In October 2019, Team Muirhead competed in the Scottish qualifier for the 2019 European Curling Championships against both the Mouat and Paterson rinks. After going 2–2 through the round robin, they were defeated by the Paterson rink in the best-of-three final. Elsewhere on tour, they finished second at the Farmers Edge SCT and third at the Dumfries Challenger Series. At the Scottish Men's Championship, they once again placed second after losing to the Mouat rink again in the final.

Following the 2019–20 season, Team Muirhead was cut from British Curling's elite performance program.

==Personal life==
Thomas Muirhead is the brother of Olympic gold medallist Eve Muirhead, and his brother Glen is also a professional curler. Their father Gordon won a gold medal at the 1994 European Curling Championships and the 1999 World Curling Championships. Muirhead has a degree in agriculture from Scotland's Rural College. Aside from curling, Muirhead rears sheep. He began rearing sheep in Blair Atholl, but now, along with brother Glen, rears sheep near Crieff.

^^^^

In the curling biography text, which team defeated Team Muirhead in the best-of-three final of the October 2019 Scottish qualifier for the European Curling Championships?

^^^^

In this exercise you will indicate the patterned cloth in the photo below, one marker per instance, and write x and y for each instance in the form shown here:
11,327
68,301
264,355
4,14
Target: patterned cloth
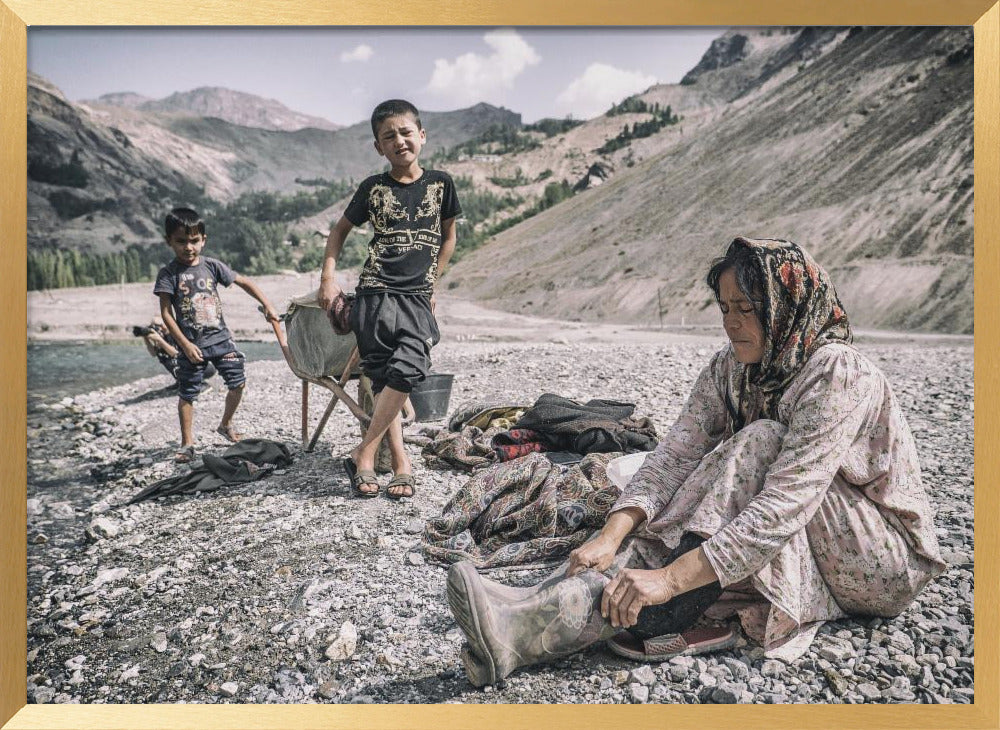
522,512
820,508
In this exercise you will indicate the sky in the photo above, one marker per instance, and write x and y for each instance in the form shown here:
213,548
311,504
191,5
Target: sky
340,74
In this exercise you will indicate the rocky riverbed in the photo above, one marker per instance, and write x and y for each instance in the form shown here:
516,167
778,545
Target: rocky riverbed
287,590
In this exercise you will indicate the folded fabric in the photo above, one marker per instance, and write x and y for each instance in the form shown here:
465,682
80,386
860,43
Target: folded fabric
482,414
522,512
593,427
517,442
469,449
245,461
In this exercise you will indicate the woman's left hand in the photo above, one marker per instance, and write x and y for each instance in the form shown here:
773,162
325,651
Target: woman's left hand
632,590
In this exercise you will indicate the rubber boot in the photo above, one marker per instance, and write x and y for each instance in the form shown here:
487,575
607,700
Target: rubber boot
555,618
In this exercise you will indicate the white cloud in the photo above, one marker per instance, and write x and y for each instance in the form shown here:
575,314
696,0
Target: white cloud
360,53
600,86
473,77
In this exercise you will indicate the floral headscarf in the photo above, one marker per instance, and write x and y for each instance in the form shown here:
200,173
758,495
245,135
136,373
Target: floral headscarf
800,313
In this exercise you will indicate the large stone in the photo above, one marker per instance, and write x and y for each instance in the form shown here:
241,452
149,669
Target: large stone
643,675
639,692
103,527
344,646
772,668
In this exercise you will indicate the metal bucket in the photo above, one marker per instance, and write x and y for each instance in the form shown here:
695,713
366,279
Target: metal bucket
430,398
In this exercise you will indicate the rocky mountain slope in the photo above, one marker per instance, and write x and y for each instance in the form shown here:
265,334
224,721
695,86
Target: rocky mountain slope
102,173
236,107
856,143
88,184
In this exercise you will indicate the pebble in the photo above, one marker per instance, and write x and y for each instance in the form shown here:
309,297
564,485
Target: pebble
345,645
643,675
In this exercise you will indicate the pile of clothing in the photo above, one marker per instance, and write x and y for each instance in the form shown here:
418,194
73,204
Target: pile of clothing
520,507
480,435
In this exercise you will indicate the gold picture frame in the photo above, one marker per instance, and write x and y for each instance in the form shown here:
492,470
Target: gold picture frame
16,15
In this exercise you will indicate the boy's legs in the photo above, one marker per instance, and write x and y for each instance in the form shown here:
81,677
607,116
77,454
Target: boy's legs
233,398
385,418
185,410
229,363
388,407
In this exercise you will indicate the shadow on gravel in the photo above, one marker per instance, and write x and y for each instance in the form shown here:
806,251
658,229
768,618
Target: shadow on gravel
169,390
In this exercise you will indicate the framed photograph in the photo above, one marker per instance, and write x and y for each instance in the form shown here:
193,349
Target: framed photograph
582,98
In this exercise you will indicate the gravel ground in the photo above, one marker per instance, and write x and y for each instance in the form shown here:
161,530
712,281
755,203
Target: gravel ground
288,590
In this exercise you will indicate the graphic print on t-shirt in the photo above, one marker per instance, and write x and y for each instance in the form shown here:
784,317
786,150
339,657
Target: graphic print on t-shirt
199,305
403,253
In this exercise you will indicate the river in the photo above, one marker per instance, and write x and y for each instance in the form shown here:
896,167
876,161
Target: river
60,369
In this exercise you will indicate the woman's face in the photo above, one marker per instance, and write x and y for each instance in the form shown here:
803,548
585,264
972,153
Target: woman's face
740,320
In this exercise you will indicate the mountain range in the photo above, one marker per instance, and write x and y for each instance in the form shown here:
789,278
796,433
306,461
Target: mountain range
854,142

^^^^

WRITTEN RESPONSE:
The Paterson rink defeated Team Muirhead in the best-of-three final.